----- Selected excerpt

Mechanical plating with oxidation-prone metals
Abstract
In a mechanical plating process, oxidation-prone metals, such as aluminum, titanium, magnesium, and mixtures thereof, can be applied to metal substrates without the corrosion problems encountered in the prior art. To avoid such problems, the substrate is plated with the oxidation-prone metal and relatively minor amounts of an immersion metal and, optionally, a protective metal. The immersion metal which can be salts or oxides of metals selected from the group consisting of tin, copper, nickel, cadmium, zinc, lead, and mixtures thereof coats the oxidation-prone metal in forming a mechanical plating coating and prevents formation of an oxide layer on the oxidation-prone metal. The protective metal which may be selected from the group consisting of zinc, cadmium, and mixtures thereof prevents oxidation of the plated metal substrate when exposed to the environment. An etching agent is used either prior to and/or during mechanical plating.
Claims
exact text as granted — not AI-modifiedWhat is claimed:
1. A process of mechanically plating a metal substrate comprising the steps of: providing an acidic plating liquid containing said metal substrate and an impaction media; and thereafter carrying out at least one sequence of the steps of: adding to said acidic plating liquid particulate aluminum, an immersion metal compound, in an amount which will permit immersion metal in its metallic state to coat the aluminum particles to prevent the aluminum from oxidizing, and an etching agent, in an amount effective to remove surface oxides from the particulate aluminum, the immersion metal compound and the etching agent being added in amounts to permit the aluminum to be mechanically plated onto said metal substrate; and agitating the acidic plating liquid, whereby said impaction media strikes said metal substrate and causes the particulate aluminum coated with the immersion metal in its metallic state to adhere to said metal substrate as a mechanically plated coating having a thickness of 0.1 to 5.3 mils.
2. A process according to claim 1, wherein said adding further comprises: adding a protective metal to said acidic plating liquid to prevent oxidation of said metal substrate.
3. A process according to claim 2, wherein said agitating is continuous.
4. A process according to claim 2, wherein said agitating is intermittent.
5. A process according to claim 2, wherein the aluminum is more prone to oxidation than the protective metal.
6. A process according to claim 5, wherein the protective metal is selected from the group consisting of zinc, cadmium, and mixtures thereof.
7. A process according to claim 6, wherein the protective metal is zinc and the weight ratio of the zinc to the aluminum is 1:99 to 99:1.
8. A process according to claim 7, wherein the weight ratio of zinc to aluminum is 1:4 to 4:1.
9. A process according to claim 2, wherein said adding further comprises: adding the etching agent to said acidic plating liquid.
10. A process according to claim 9, wherein said etching agent is a fluoride compound.
11. A process according to claim 10, wherein the concentration of the fluoride compound in the acidic plating liquid is 1.0 to 30 wt. % based on the weight of the aluminum.
12. A process according to claim 11, wherein the fluoride compound etching agent has an instability constant smaller than fluorides of the immersion metal compound but larger than fluorides of the aluminum.

----------

Problem description
Reproduce the section of the mechanical plating patent above that begins with the words "5. A process" and ends with "acidic plating liquid.".

----- Information supplied

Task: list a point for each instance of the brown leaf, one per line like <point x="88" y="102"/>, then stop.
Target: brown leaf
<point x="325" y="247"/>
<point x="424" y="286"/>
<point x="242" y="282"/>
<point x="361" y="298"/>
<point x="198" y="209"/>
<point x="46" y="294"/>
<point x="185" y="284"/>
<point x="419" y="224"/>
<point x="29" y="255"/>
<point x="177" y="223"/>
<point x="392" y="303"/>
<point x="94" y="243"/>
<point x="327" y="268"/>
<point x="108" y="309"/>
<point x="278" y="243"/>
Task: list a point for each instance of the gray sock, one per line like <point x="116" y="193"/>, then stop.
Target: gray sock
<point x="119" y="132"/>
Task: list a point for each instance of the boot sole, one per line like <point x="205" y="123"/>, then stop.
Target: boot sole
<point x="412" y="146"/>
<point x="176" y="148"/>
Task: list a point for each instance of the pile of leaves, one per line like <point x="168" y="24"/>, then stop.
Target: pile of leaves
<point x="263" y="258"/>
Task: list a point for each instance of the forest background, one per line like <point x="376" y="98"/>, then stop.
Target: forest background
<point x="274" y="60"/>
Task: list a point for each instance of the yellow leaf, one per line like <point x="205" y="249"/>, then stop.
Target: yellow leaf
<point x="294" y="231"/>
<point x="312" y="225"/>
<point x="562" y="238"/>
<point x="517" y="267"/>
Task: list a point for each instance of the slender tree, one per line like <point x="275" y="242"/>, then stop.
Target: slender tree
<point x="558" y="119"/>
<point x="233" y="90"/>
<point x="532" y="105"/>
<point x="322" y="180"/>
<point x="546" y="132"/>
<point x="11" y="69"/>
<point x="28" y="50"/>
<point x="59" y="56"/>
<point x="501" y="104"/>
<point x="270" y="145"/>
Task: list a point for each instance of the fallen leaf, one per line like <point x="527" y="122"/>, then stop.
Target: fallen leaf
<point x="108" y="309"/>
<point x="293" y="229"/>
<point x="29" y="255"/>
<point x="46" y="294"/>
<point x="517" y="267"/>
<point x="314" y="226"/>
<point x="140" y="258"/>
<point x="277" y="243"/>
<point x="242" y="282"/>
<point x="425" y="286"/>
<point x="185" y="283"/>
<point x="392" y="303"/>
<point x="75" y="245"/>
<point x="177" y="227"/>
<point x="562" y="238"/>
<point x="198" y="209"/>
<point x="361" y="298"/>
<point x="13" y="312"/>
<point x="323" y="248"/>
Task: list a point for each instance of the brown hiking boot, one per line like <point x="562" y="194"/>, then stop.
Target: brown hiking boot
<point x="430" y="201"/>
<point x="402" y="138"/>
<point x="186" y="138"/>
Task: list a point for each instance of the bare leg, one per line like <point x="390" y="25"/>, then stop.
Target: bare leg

----------
----- Information supplied

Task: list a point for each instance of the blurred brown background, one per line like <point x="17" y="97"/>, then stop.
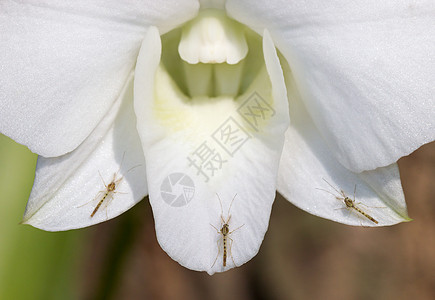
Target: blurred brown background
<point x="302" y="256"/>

----------

Solution below
5. A process according to claim 2, wherein the aluminum is more prone to oxidation than the protective metal.
6. A process according to claim 5, wherein the protective metal is selected from the group consisting of zinc, cadmium, and mixtures thereof.
7. A process according to claim 6, wherein the protective metal is zinc and the weight ratio of the zinc to the aluminum is 1:99 to 99:1.
8. A process according to claim 7, wherein the weight ratio of zinc to aluminum is 1:4 to 4:1.
9. A process according to claim 2, wherein said adding further comprises: adding the etching agent to said acidic plating liquid.